Objectives:
**1)** In the forum thread on QWidget::isVisible(), answer these:
(a) On which system did the poster run the isVisible() test?
(b) What kind of widget is fWidget, according to the poster?
(c) Which attribute does QWidget::isHidden() test?
**2)** Can you reproduce the forum thread on QWidget::isVisible() between "QWidget::isVisible() not working" and "inside it .", inclusive?
** BEGIN Source excerpt **
QWidget::isVisible() not working on linux

  • when I test fWidget->isVisible() in centos , It always returns false even if the fWidget is shown . While I use !fWidget->isHidden(); it works . What's the problem ? anyone knows the reason and meets the same problem before ? thanks ~~

  • Is this a top-level widget?

  • no , it is not top-level widget . But I am sure it is shown . Actually it is a QGLWidget() , and I draw a lot of models inside it .

  • Can you give us a small example which reproduce the problem?

    inline bool QWidget::isVisible() const
    { return testAttribute(Qt::WA_WState_Visible); }

    inline bool QWidget::isHidden() const
    { return testAttribute(Qt::WA_WState_Hidden); }

  • thank you , guys , but I can't give a example , because this is what I met in our current project , the
    project is very large . I wonder whether this is because the fWidget is not a window , it is the child of some widget , I tested using isVisble on the child of visible widgets , it can work . so It is really strange why it can not work here .
** END Source excerpt **
** BEGIN Dataset rows **
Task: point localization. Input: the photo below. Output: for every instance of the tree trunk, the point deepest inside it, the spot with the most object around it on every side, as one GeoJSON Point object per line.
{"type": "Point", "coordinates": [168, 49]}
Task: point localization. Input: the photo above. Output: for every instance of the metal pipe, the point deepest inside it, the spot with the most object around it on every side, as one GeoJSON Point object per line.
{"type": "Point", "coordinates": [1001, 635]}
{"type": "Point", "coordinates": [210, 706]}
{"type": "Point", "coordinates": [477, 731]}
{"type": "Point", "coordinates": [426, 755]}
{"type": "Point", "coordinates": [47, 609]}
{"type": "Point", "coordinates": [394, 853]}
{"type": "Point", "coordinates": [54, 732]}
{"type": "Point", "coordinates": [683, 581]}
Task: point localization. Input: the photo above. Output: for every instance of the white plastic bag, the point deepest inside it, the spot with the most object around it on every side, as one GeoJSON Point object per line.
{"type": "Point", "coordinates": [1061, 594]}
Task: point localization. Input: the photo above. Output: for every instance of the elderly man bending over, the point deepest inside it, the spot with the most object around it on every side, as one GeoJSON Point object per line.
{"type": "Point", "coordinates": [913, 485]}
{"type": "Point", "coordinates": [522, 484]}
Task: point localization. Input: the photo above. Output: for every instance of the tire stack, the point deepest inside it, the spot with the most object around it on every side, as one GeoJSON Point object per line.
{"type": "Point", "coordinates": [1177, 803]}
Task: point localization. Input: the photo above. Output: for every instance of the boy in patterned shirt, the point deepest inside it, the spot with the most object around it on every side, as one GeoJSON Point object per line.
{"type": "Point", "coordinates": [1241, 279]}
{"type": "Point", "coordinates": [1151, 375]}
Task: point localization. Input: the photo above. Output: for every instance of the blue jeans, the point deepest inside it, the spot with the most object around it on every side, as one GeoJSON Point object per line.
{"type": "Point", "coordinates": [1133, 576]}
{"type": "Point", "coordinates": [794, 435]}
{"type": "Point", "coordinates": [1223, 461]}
** END Dataset rows **
Complete answers:
**1)**
(a) CentOS
(b) A QGLWidget, and not a top-level widget
(c) Qt::WA_WState_Hidden

**2)**
QWidget::isVisible() not working on linux

  • when I test fWidget->isVisible() in centos , It always returns false even if the fWidget is shown . While I use !fWidget->isHidden(); it works . What's the problem ? anyone knows the reason and meets the same problem before ? thanks ~~

  • Is this a top-level widget?

  • no , it is not top-level widget . But I am sure it is shown . Actually it is a QGLWidget() , and I draw a lot of models inside it .